PROBLEMS AND TASKS ▸
**a.** Summarize the state beverage article in two sentences.
**b.** Update the state beverage article from "Photo credit: David" up to and including "coli, and Listeria.", putting "apple juice" in place of "tomato juice".
**c.** According to the state beverage article, which state was the first to declare an official state drink, and what did it choose?

TEXT BLOCK ▸
◇ ◇ ◇ ◇ ◇
Out of the 30 U.S. states and territories that have official state drinks, what is the beverage of choice for 22 of them?

And the answer: Milk.  
Photo credit: David Merrett.

In 1965, the practice of declaring an official state beverage was born when Ohio designated tomato juice as their region’s drink of choice. Since then, 30 states and territories have declared an official beverage, with 28 of them choosing milk. Some of the 28 states include Arkansas, Delaware, Minnesota, and New York—and as a bonus, Rhode Island’s state drink is coffee-flavored milk.

Although we’re used to the sight of gallons upon gallons of 2%, 1%, whole, and skim milk on our grocery store shelves, the proven safety and vastly accessible quantity of milk is a relatively new invention. Back in the 1800s, milk began to be sold and distributed en masse—yet individuals who consumed it began to contract deadly illnesses like tuberculosis, ​​Salmonella, E. coli, and Listeria.
◇ ◇ ◇ ◇ ◇
DATA LISTING ▸
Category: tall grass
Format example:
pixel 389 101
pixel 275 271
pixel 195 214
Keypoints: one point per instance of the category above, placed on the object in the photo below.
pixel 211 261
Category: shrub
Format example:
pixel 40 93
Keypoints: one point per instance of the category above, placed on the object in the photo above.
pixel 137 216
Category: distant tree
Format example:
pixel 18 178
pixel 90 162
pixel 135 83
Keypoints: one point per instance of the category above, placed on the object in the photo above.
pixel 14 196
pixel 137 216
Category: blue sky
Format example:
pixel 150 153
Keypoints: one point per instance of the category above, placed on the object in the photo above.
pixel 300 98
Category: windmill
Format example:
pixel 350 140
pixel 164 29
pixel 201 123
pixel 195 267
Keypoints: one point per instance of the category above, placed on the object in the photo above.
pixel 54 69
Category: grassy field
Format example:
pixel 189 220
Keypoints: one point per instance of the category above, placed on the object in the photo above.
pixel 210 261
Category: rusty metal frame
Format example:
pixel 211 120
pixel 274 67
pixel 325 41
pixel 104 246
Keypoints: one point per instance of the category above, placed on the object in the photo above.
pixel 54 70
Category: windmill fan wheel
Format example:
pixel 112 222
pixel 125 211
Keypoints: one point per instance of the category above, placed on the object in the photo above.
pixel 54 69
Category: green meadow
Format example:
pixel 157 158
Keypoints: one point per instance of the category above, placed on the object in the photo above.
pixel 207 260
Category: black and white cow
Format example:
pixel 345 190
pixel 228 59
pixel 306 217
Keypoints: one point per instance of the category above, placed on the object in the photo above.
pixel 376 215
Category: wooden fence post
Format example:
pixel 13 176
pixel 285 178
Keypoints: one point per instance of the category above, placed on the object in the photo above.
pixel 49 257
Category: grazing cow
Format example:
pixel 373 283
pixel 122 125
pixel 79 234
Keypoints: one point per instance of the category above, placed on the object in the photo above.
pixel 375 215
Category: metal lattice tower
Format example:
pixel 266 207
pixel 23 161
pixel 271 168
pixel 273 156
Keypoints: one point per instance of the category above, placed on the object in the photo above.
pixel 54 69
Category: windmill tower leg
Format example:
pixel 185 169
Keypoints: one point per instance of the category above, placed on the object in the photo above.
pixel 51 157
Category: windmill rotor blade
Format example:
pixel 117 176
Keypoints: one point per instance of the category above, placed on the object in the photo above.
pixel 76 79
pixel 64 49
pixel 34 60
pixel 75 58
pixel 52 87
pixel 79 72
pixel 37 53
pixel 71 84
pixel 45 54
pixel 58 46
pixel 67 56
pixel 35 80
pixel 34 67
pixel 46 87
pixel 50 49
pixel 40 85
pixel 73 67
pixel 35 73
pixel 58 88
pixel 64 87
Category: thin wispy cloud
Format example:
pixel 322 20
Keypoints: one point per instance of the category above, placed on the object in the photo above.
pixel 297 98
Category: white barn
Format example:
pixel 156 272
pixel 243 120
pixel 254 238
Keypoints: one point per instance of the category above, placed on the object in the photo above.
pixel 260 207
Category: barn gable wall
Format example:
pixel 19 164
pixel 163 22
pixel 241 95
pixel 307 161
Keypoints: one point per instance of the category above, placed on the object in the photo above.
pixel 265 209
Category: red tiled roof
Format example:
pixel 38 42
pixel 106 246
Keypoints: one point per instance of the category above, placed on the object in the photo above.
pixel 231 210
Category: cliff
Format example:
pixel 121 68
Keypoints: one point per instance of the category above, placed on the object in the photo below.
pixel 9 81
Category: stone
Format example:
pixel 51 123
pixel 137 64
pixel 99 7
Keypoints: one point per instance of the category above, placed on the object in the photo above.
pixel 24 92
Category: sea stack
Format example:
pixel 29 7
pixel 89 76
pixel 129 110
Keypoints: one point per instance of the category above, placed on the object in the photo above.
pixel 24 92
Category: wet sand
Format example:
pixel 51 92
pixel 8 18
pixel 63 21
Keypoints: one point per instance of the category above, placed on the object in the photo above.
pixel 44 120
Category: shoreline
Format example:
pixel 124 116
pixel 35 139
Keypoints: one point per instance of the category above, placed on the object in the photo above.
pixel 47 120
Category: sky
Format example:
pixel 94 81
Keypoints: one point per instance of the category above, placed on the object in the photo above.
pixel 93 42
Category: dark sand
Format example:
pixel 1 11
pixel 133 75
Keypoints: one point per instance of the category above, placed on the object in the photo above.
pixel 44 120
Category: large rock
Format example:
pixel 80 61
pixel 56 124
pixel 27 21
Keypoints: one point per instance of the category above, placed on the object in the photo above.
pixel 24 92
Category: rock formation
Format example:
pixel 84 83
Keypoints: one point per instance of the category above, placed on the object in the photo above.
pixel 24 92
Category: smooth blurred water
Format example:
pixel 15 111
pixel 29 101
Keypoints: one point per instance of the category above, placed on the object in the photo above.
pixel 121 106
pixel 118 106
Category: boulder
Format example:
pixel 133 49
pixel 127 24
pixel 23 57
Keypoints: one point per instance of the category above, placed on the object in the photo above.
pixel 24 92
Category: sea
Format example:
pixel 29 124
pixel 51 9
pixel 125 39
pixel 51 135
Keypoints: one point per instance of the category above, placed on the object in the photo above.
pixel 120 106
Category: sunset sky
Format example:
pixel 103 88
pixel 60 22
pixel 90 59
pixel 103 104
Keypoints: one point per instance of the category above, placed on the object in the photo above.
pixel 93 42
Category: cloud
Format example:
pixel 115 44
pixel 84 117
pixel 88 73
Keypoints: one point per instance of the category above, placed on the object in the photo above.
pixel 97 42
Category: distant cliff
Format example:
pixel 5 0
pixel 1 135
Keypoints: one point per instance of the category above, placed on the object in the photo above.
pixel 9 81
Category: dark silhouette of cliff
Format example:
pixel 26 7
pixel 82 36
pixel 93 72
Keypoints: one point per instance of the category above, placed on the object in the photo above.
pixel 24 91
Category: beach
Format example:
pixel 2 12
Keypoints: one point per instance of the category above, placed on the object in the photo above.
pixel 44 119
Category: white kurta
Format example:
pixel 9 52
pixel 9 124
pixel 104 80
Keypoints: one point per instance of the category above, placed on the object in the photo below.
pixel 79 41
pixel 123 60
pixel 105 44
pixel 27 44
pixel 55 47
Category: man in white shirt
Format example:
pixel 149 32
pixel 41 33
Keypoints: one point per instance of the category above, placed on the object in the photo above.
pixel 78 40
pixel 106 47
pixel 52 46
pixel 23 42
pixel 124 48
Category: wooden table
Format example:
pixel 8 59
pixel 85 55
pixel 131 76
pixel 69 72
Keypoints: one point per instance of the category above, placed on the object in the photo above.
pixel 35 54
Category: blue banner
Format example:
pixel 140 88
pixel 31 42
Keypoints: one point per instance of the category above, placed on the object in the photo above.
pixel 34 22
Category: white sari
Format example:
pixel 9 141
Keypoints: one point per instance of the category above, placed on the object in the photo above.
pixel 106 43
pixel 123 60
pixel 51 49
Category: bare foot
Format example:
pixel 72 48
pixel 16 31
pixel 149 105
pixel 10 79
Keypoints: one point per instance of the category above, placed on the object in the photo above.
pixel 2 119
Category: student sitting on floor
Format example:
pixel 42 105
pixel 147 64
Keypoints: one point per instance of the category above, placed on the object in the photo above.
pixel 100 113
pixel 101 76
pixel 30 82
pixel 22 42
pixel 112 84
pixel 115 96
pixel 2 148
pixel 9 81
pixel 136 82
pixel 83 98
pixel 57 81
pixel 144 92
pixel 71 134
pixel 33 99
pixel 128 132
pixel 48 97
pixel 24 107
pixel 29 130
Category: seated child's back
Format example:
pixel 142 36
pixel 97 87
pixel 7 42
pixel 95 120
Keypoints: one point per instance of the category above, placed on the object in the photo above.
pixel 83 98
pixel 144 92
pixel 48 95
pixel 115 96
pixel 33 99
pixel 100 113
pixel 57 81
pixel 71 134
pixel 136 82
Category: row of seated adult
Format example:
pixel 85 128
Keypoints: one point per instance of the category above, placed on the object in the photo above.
◇ ◇ ◇ ◇ ◇
SOLUTIONS ▸
**a.** The custom of naming an official state beverage began in 1965, when Ohio chose tomato juice, and most of the 30 states and territories that have since declared one chose milk, with Rhode Island picking coffee-flavored milk. Although milk now fills grocery store shelves, its proven safety and wide availability are relatively new: when it was first sold en masse in the 1800s, people who drank it contracted deadly illnesses such as tuberculosis, Salmonella, E. coli, and Listeria.

**b.**
Photo credit: David Merrett.

In 1965, the practice of declaring an official state beverage was born when Ohio designated apple juice as their region’s drink of choice. Since then, 30 states and territories have declared an official beverage, with 28 of them choosing milk. Some of the 28 states include Arkansas, Delaware, Minnesota, and New York—and as a bonus, Rhode Island’s state drink is coffee-flavored milk.

Although we’re used to the sight of gallons upon gallons of 2%, 1%, whole, and skim milk on our grocery store shelves, the proven safety and vastly accessible quantity of milk is a relatively new invention. Back in the 1800s, milk began to be sold and distributed en masse—yet individuals who consumed it began to contract deadly illnesses like tuberculosis, ​​Salmonella, E. coli, and Listeria.

**c.** Ohio, which designated tomato juice in 1965.